5 Steps to Start an Online Business and Living a Much Better Life

As you’re reading this, customers all over the world are spending millions of dollars online. It’s estimated that 2.5 billion people log onto the Internet every day. We live in the Information Age, which has created new opportunities to start or build a business using the power and reach of the Internet.

While the opportunity is there, so is the competition. You can Google any topic and find at least a few entrepreneurs who are serving the market related to that topic. Whether you are growing an existing business through the Internet or starting an online business, you will have to stand out to thrive.

The Internet offers you the opportunity to create a business you love around the lifestyle you want. Operating a business that generates income from anywhere in the world no longer a fantasy. In fact, I’m writing this article on a flight from Maui to Panama. My business is making money as I fly. Here are five steps to create a profitable and successful online business.

1. Pick a profitable topic.

Choosing a topic is a hard enough task on its own. Making sure it’s profitable is where some entrepreneurs sabotage their chances. To create a business your customers have to be able to afford what you offer. Do your research on the profitability of a topic by seeing who serves that audience and how they’re doing.

Online entrepreneurship is generally a harmonious community. Entrepreneurs are likely to answer a few of your questions. If you can’t get any answers, Google always has a few. Make sure the earning potential is there before trying to generate revenue from that topic and audience.

Related: How to Make Money Online: The Basics

2. Create a strong foundation.

Your foundation online consists of your website, email list and social media following. There are many micro-aspects of an online business, but those are at the core. Your website needs to be simple and clean. You have a short window to capture someone’s attention. If your website is confusing, people will click off. Have the fewest pages possible. Have an “About” page that’s personal and connects the reader to your message and you as the entrepreneur.

Social media has billions of users, but the organic reach is next to nothing. You have to pay to reach your audience. Email marketing is still the best way to convert a lead to a customer. Build your email list by offering a small digital freebie to entice people to sign up. Create a presence on every social media platform, but don’t get caught up in the hype behind social media marketing. Use it only as one part of your overall strategy.

3. Build an engaged audience.

If your website and social media presence are a ghost town, you won’t draw people in and convert them into customers. Your goal is to build raving fans and followers that will tell everyone they know about you and your business.

You create that engagement by NOT delivering fluff-filled content. When you provide actionable value, people will become engaged and respond. Don’t buy fans or followers—it never creates engagement. Focus on connecting with an engaged group instead of trying to get big numbers. All of us have seen the entrepreneurs who have 30,000 Twitter followers but only get one retweet when they post.

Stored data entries

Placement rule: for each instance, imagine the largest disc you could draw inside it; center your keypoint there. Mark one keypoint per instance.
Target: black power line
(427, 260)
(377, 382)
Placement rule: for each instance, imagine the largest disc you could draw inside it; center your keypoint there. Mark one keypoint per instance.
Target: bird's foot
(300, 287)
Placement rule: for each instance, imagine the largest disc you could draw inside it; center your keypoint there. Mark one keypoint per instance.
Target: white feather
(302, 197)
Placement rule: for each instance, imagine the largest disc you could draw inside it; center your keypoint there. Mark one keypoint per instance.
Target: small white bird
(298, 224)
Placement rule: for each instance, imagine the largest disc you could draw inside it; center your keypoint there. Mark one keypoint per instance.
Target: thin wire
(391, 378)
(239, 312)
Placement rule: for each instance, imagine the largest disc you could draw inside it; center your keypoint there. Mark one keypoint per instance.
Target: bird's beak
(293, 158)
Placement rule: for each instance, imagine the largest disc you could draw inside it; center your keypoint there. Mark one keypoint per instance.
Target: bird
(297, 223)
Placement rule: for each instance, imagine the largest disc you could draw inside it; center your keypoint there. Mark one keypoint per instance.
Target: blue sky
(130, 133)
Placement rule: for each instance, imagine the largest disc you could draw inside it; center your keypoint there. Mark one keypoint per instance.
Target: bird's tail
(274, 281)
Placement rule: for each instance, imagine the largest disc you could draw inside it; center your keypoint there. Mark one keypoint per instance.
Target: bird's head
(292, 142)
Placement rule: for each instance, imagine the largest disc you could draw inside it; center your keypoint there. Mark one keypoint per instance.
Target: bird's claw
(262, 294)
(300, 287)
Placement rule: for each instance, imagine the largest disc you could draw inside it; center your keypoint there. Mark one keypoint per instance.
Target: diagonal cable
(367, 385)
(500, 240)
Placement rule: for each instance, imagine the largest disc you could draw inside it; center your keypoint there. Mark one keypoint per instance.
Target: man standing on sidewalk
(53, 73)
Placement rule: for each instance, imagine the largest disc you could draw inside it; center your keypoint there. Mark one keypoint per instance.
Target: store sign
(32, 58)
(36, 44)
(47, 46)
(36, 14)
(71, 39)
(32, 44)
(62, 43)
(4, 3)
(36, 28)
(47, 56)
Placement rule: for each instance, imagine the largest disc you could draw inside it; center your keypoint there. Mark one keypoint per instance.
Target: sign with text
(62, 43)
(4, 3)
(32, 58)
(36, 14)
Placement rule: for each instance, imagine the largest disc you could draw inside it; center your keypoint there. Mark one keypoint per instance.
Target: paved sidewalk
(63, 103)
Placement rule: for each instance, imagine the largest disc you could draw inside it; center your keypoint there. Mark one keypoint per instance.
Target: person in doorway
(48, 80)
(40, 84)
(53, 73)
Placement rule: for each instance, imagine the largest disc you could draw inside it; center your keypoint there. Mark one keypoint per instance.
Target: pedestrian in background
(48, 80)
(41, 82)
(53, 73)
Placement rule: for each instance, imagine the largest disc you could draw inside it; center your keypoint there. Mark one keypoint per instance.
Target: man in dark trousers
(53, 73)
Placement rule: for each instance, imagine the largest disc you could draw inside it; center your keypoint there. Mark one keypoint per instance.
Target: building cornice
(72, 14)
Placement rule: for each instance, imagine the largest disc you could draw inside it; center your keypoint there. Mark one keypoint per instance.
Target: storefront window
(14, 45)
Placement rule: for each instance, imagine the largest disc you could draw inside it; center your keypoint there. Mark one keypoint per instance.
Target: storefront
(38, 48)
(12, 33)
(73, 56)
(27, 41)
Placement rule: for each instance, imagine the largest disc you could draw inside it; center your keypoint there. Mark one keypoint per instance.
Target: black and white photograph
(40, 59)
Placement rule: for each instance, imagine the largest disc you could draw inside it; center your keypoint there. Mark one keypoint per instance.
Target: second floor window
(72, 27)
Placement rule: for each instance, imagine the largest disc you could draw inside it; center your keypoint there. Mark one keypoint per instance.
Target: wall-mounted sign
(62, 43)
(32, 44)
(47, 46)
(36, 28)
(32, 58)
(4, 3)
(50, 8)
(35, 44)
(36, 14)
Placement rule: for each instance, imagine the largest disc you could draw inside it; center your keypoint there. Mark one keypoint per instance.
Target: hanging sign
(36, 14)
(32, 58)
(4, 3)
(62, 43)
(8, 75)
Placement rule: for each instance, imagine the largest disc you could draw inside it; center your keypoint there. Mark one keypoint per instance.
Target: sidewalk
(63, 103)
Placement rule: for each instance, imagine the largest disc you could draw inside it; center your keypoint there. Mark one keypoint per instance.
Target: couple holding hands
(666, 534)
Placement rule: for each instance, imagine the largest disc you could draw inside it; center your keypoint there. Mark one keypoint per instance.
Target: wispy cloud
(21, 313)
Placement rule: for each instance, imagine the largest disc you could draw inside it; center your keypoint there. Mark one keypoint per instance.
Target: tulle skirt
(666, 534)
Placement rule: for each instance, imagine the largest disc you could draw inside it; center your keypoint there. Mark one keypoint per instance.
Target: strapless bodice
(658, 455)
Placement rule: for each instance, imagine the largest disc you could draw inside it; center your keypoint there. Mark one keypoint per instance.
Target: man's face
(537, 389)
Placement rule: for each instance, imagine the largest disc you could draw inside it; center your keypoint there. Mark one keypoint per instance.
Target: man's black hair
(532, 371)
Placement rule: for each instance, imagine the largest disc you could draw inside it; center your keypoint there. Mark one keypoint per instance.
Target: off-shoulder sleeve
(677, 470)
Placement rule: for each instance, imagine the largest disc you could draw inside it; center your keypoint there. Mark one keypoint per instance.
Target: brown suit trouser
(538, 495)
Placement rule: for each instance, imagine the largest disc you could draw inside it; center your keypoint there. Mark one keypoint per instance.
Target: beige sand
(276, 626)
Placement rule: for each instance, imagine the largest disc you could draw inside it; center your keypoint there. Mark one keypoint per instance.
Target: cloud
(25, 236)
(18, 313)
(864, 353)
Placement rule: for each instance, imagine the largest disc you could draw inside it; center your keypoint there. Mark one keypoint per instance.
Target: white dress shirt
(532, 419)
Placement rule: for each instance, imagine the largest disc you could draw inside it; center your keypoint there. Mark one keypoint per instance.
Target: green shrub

#### What to work on:
1 - Filter the entries above and copy each line that contains the string "black".
2 - Extend the article on starting an online business, picking up right after its final sentence.

#### Exercise responses:
1 -
Target: black power line
Target: black and white photograph
Target: man's black hair

2 -
Related: 5 Tools to Help Your Online Business Realize Its Full Potential

4. Create premium offerings.

A business means you have things to sell, and it’s no different in an online business. One of the nice features of an online business is that what you sell is digital. You can create books, guides, and courses. They can be offerings you create one time, and the work is done—you would then update from time to time. Create different types of programs and courses that help your audience, and use your email list to sell them. Make them actionable and packed full of valuable content.

5. Test and scale.

One of the best ways to know what works best for your business is to test what’s working and what isn’t. Be willing to change your strategy if you see it’s not effective. Don’t blindly follow popular advice just because someone got a certain result in THEIR business—it probably won’t work the same for you. When you have the right combination, scale your business.

Life is short. It’s too short to spend it creating a business that doesn’t give you the kind of lifestyle you want to live. Use the Internet and social media to grow or create a business that gives you freedom. The ability to generate income from your knowledge and through digital offerings is incredible.

There are many voices shouting for attention online. You stand out when you do things differently. Build a loyal and engaged following through authenticity. Deliver value that helps them solve their problems and struggles. It won’t take long for you loyal following to draw others in and your business to grow.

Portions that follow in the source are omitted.